───── Supplied data ─────

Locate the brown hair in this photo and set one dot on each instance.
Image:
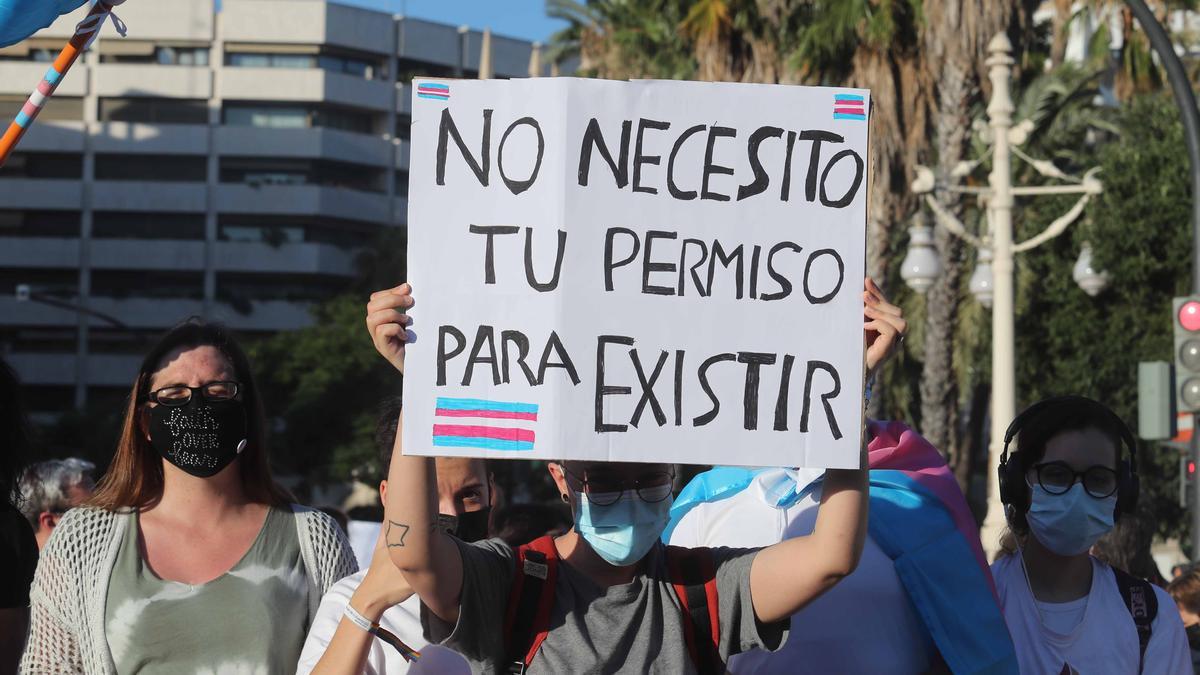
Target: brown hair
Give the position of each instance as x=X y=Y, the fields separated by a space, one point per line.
x=1186 y=590
x=135 y=477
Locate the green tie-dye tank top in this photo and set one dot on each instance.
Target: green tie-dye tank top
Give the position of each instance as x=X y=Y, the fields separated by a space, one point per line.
x=251 y=620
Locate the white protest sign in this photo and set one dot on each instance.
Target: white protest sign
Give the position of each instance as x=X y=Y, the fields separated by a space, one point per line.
x=636 y=272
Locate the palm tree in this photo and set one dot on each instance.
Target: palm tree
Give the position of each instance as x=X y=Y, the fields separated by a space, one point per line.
x=922 y=60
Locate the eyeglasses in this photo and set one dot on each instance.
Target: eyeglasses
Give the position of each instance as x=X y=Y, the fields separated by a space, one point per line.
x=179 y=395
x=651 y=488
x=1056 y=477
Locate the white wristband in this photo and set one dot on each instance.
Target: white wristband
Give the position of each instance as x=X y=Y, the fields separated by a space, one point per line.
x=358 y=619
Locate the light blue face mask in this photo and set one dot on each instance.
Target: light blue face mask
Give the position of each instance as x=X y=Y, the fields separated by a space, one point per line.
x=1069 y=524
x=624 y=531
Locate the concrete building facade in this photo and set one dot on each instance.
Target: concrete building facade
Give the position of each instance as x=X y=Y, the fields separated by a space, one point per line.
x=227 y=163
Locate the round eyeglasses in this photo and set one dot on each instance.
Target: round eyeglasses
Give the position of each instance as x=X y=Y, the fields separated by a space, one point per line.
x=179 y=395
x=1057 y=477
x=651 y=488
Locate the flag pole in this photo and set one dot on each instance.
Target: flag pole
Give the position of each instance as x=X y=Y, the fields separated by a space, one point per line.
x=85 y=31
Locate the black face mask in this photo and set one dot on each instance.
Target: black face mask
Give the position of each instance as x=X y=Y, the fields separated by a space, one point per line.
x=1193 y=635
x=471 y=526
x=201 y=437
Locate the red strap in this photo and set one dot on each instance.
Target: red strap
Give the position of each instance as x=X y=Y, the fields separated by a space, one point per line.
x=544 y=571
x=693 y=571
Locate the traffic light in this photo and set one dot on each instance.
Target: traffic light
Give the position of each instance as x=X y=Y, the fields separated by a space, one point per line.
x=1187 y=479
x=1187 y=353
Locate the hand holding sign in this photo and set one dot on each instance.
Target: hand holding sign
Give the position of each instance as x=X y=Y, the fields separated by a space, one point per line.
x=387 y=323
x=639 y=272
x=883 y=329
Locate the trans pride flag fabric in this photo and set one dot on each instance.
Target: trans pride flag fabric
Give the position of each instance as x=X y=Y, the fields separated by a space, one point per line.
x=22 y=18
x=919 y=518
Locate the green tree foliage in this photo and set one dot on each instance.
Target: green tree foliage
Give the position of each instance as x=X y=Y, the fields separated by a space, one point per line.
x=323 y=384
x=1140 y=233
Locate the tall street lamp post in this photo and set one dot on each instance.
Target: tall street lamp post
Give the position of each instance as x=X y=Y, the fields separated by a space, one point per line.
x=996 y=249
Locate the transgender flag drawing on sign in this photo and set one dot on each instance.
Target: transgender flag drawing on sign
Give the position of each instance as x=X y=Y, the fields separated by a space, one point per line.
x=849 y=107
x=435 y=90
x=477 y=423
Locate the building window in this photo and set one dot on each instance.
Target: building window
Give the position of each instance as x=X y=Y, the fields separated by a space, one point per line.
x=132 y=225
x=268 y=117
x=181 y=55
x=161 y=55
x=327 y=61
x=408 y=69
x=264 y=233
x=59 y=282
x=148 y=284
x=171 y=168
x=287 y=230
x=154 y=111
x=43 y=165
x=238 y=288
x=297 y=117
x=40 y=223
x=257 y=171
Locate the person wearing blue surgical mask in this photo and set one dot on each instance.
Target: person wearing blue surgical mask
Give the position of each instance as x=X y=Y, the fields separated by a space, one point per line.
x=607 y=596
x=1072 y=473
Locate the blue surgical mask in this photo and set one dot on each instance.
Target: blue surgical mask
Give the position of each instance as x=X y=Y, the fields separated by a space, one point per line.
x=624 y=531
x=1071 y=523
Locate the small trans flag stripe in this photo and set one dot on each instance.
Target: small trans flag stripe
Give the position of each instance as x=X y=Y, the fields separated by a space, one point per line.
x=485 y=443
x=849 y=107
x=483 y=405
x=471 y=431
x=433 y=90
x=465 y=423
x=487 y=413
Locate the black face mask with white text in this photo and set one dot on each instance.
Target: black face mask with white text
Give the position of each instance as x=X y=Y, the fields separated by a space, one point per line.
x=201 y=437
x=471 y=526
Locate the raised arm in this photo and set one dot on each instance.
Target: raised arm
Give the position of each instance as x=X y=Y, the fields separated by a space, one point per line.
x=789 y=575
x=427 y=557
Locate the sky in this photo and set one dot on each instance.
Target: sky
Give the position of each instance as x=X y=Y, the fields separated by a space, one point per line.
x=515 y=18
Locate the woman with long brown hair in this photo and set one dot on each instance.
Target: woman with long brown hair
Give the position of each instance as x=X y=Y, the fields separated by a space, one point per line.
x=190 y=557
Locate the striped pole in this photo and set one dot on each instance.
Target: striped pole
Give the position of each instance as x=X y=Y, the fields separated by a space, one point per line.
x=84 y=33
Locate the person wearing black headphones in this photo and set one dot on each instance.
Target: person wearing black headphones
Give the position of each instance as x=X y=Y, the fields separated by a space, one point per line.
x=1063 y=487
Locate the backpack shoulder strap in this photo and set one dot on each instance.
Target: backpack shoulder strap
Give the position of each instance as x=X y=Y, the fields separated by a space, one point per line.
x=1143 y=604
x=531 y=602
x=693 y=575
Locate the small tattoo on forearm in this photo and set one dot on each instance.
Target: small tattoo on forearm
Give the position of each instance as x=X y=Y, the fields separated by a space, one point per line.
x=396 y=532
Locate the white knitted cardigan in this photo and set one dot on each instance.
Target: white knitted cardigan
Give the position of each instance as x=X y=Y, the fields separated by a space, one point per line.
x=71 y=585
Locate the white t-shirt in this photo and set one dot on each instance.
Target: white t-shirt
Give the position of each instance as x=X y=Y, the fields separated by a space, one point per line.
x=1099 y=638
x=403 y=620
x=865 y=623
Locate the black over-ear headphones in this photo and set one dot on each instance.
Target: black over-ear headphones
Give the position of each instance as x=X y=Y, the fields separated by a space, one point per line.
x=1014 y=491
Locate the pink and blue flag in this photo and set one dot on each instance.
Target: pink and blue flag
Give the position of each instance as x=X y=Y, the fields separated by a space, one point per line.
x=435 y=90
x=478 y=423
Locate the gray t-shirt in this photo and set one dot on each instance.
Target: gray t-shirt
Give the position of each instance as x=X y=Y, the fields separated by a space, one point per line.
x=251 y=619
x=636 y=627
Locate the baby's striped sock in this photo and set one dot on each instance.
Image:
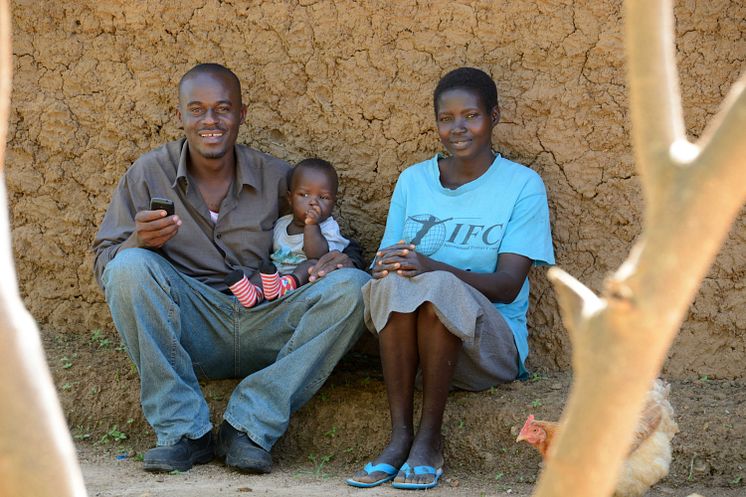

─────

Duplicate all of the entries above word for word, omitting the pictures.

#### [Answer to this exercise]
Locate the brown hair in this photo and set one dot on each instance.
Image:
Target: brown hair
Give the position of each instance as x=X y=Y, the fields separated by a space, one point per line.
x=1186 y=590
x=135 y=477
Locate the green tie-dye tank top in this photo and set one dot on each instance.
Target: green tie-dye tank top
Give the position of each instance as x=X y=Y, the fields separated by a space, one point per line.
x=251 y=620
Locate the white protest sign in this photo and set one dot on each instance.
Target: white protest sign
Give the position of each instance as x=X y=Y, the fields separated by a space, one point per line.
x=636 y=272
Locate the palm tree in this photo and set one dot on each instance.
Target: palm tree
Give the position of each instance as x=X y=Y, the fields separated by a space, one point per line.
x=922 y=60
Locate the eyeglasses in this photo and set one dot on each instance.
Target: eyeglasses
Give the position of each instance as x=X y=Y, the fields separated by a space, one point per line.
x=179 y=395
x=651 y=488
x=1056 y=477
Locate the white wristband in this photo and set one dot on each instance.
Target: white wristband
Give the position of each instance as x=X y=Y, the fields separated by a space, one point per line.
x=358 y=619
Locate the light blue face mask in this photo and set one dot on each instance.
Target: light blue face mask
Give the position of each instance as x=X y=Y, the fields separated by a space, one point per line.
x=1069 y=524
x=624 y=531
Locate the concrete building facade in this photo and set one dot on each instance.
Target: concrete building facade
Give the position of each instance as x=X y=Y, the fields separated by a space, one point per line.
x=227 y=163
Locate the round eyeglasses in this photo and set one dot on each instance.
Target: round eyeglasses
Give the position of each instance as x=X y=Y, the fields separated by a space, one point per line.
x=179 y=395
x=1057 y=477
x=651 y=488
Locate the flag pole in this photo and set one dot on each instance.
Target: flag pole
Give the position of each instance as x=X y=Y, the fields separated by a space, one point per line.
x=85 y=31
Locate the black face mask in this photo and set one dot on each instance.
Target: black face mask
Give the position of each instance as x=X y=Y, the fields separated by a space, one point per line.
x=1193 y=635
x=471 y=526
x=201 y=437
Locate the red strap in this photo and set one dot on each instance.
Target: red strap
Give the position of each instance as x=X y=Y, the fields separated by a space, one point per line.
x=544 y=571
x=693 y=571
Locate the traffic light in this photo and set one dot on each instance.
Target: traffic light
Give the position of each instance as x=X y=Y, the fields separated by a space, one point per line.
x=1187 y=479
x=1187 y=353
Locate the hand holding sign in this photo and set one dot on each instance.
Target: hand holding sign
Give the position of each instance as x=X y=Y, the fields separated by a space, one point per line.
x=387 y=323
x=639 y=272
x=883 y=329
Locate the trans pride flag fabric in this photo and set one dot on each instance.
Target: trans pride flag fabric
Give the position of each instance as x=X y=Y, the fields separated by a space, one point per line.
x=22 y=18
x=919 y=518
Locate the green tree foliage in this photo and set one dot on each instance.
Target: green tree foliage
Give the position of each instance as x=X y=Y, the fields separated by a space, one point per line.
x=323 y=384
x=1140 y=233
Locate the tall street lamp post in this photo and set one dot on each instance.
Target: tall street lamp post
Give the position of each instance as x=X y=Y, the fields separated by a space, one point per line.
x=996 y=249
Locate the transgender flag drawing on sign in this photo and set one dot on each instance.
Target: transgender flag drawing on sign
Give the position of each instance as x=X y=Y, the fields separated by a space, one point per line.
x=849 y=107
x=435 y=90
x=477 y=423
Locate the building window in this photo and set one dot on each instance.
Target: building window
Give the position of each instance as x=X y=Y, the fields separated by a space, one point per line.
x=132 y=225
x=268 y=117
x=181 y=55
x=161 y=55
x=327 y=61
x=408 y=69
x=264 y=233
x=59 y=282
x=148 y=284
x=171 y=168
x=287 y=230
x=154 y=111
x=43 y=165
x=238 y=288
x=297 y=117
x=40 y=223
x=257 y=171
Locate the person wearing blue surgical mask in this photo and set one dot on each instance.
Target: person wearing blue surgical mask
Give the position of each instance as x=X y=Y, the fields separated by a space, one point per line.
x=607 y=596
x=1072 y=473
Locate the blue surgical mask in this photo and set one dot on each instance.
Target: blue surgical mask
Give the position of each instance as x=X y=Y, the fields separated by a space, one point per line.
x=624 y=531
x=1071 y=523
Locate the small trans flag stripe in this photo and set one dot on each instance.
Target: small trans flag stripe
Give the position of each instance as x=X y=Y, the fields separated by a space, one point per line.
x=485 y=443
x=849 y=107
x=483 y=405
x=471 y=431
x=433 y=90
x=465 y=423
x=487 y=413
Locate the black face mask with white text in this photo and set one dot on each instance.
Target: black face mask with white text
Give the position of each instance as x=X y=Y, the fields separated by a space, one point per line.
x=201 y=437
x=471 y=526
Locate the raised arm in this photo and set one dot on each instance.
Target: raised arm
Give the position of each instance as x=X y=Y, the fields separated by a space, one point per line.
x=789 y=575
x=427 y=557
Locate the sky in this photo and set one dot on each instance.
Target: sky
Give the position of each instance as x=X y=Y, the fields separated by a space, one point per line.
x=515 y=18
Locate the woman with long brown hair in this photo and set one dot on each instance.
Target: woman with long brown hair
Give the position of each instance as x=X y=Y, the fields separated by a space, one point per line.
x=190 y=557
Locate the striped pole in this photo and set one dot on each instance.
Target: striped pole
Give the position of each instance as x=X y=Y, the fields separated by a space, one point per line.
x=84 y=33
Locate the person wearing black headphones in this photo and set one dot on each instance.
Target: person wearing black headphones
Give the position of each instance as x=X y=Y, the fields separated by a space, one point per line.
x=1063 y=487
Locate the backpack shoulder strap in this photo and set one dot on each instance.
Target: backpack shoulder strap
Give the position of each instance as x=X y=Y, the fields separated by a space, one point per line.
x=1143 y=604
x=531 y=602
x=693 y=575
Locate the small tattoo on forearm in this photo and set one dot on each instance.
Target: small tattoo on forearm
Give the position of each instance as x=X y=Y, the fields separated by a space, one point per line.
x=396 y=532
Locate the white knitted cardigan in this photo and set one dot on each instance.
Target: white knitted cardigan
Give the position of each instance as x=X y=Y, the fields separated by a space, one point per line.
x=71 y=585
Locate the white t-shirt in this photo and set one dot on each instance.
Target: white t-shirt
Give the position of each instance as x=X y=Y, the fields separated by a space, one point per line.
x=1099 y=638
x=403 y=620
x=865 y=623
Locate the black over-ear headphones in this photo and set one dot on each instance.
Target: black over-ear headphones
Give the position of each instance as x=X y=Y, the fields separated by a space, one point per line.
x=1014 y=491
Locate the pink and blue flag in this photo and set one dot on each instance.
Target: pink and blue flag
Give the position of each instance as x=X y=Y, the fields separated by a space, one point per line.
x=435 y=90
x=478 y=423
Locate the gray t-shirt in this photo and set one dot on each instance.
Target: gray t-shirt
Give the position of each instance as x=X y=Y, the fields separated by a space, one point per line.
x=251 y=619
x=636 y=627
Locate the baby's striped sock in this photo and set one dot on each instance.
Image:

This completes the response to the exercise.